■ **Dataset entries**
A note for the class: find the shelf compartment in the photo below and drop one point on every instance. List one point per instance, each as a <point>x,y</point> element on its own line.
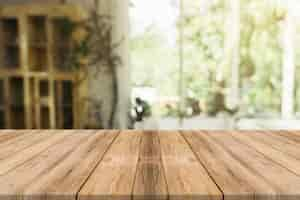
<point>11,57</point>
<point>38,58</point>
<point>16,92</point>
<point>37,30</point>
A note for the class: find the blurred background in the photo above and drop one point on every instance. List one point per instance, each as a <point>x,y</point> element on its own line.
<point>159,64</point>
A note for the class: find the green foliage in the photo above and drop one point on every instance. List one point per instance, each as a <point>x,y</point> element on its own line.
<point>204,38</point>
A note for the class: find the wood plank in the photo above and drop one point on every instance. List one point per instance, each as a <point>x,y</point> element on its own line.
<point>18,158</point>
<point>24,141</point>
<point>233,177</point>
<point>14,183</point>
<point>6,135</point>
<point>285,182</point>
<point>292,135</point>
<point>186,177</point>
<point>114,176</point>
<point>275,154</point>
<point>67,177</point>
<point>278,140</point>
<point>150,180</point>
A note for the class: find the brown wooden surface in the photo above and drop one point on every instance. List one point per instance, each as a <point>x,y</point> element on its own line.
<point>96,165</point>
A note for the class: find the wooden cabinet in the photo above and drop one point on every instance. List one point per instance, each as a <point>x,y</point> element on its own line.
<point>37,88</point>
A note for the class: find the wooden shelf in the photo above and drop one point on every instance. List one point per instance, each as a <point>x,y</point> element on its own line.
<point>34,64</point>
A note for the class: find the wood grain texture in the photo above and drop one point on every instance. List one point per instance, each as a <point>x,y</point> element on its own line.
<point>15,182</point>
<point>285,183</point>
<point>66,178</point>
<point>114,177</point>
<point>6,135</point>
<point>111,165</point>
<point>150,180</point>
<point>186,177</point>
<point>20,143</point>
<point>20,157</point>
<point>234,178</point>
<point>281,157</point>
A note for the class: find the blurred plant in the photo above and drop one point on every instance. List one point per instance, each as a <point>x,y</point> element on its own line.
<point>94,50</point>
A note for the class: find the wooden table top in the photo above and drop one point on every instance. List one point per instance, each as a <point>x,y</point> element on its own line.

■ **Work item**
Without including any pictures, print each record exactly.

■ **Exercise solution**
A note for the class: find the shelf compartment in the photo below and drop one point on every instance. List one point per instance, each as a <point>x,y</point> element on its own line.
<point>11,57</point>
<point>38,58</point>
<point>16,92</point>
<point>37,30</point>
A note for the class: find the blurred background in the photo above and drop one point on every instance. List one point per instance, each as a <point>x,y</point> element on its own line.
<point>159,64</point>
A note for the class: find the green foliage in the photo above and drop one point on every instance. List one point per instance, each as a <point>x,y</point> element on its own line.
<point>204,38</point>
A note for the class: find the wood plank in the photo above and drop one point on every instance. List one point per instance, each as a <point>x,y</point> element on its own line.
<point>18,158</point>
<point>24,141</point>
<point>233,177</point>
<point>14,183</point>
<point>6,135</point>
<point>285,182</point>
<point>292,135</point>
<point>186,177</point>
<point>114,176</point>
<point>275,154</point>
<point>67,177</point>
<point>278,140</point>
<point>150,180</point>
A note for the class: find the brown wooden surface in the photo above and drop one point on every instance. List one point per instance, each as a <point>x,y</point> element on its own line.
<point>96,165</point>
A note for the class: find the wooden cabinet in the photo above and drop one point on every instance. List one point per instance, each as a <point>x,y</point> element on its own line.
<point>37,88</point>
A note for the class: find the wooden shelf in the photo above and drop one point on every instance. List one point per instance, each as a <point>x,y</point> element on its own line.
<point>34,64</point>
A note for the class: find the wood grain texture in the photo above and drop one point on every instance. List one point per instance, each as a <point>x,y</point> element on its own line.
<point>15,182</point>
<point>285,183</point>
<point>66,178</point>
<point>114,177</point>
<point>6,135</point>
<point>111,165</point>
<point>150,180</point>
<point>186,177</point>
<point>20,143</point>
<point>20,157</point>
<point>234,178</point>
<point>281,157</point>
A note for the class: find the blurred plant in the photo above and drop one point on every instance. List one point per instance, each as a <point>x,y</point> element on its own line.
<point>94,50</point>
A note for the class: find the wooden table top in the photo above and drop one point on every instance. List one point per instance, each as a <point>x,y</point> element on its own line.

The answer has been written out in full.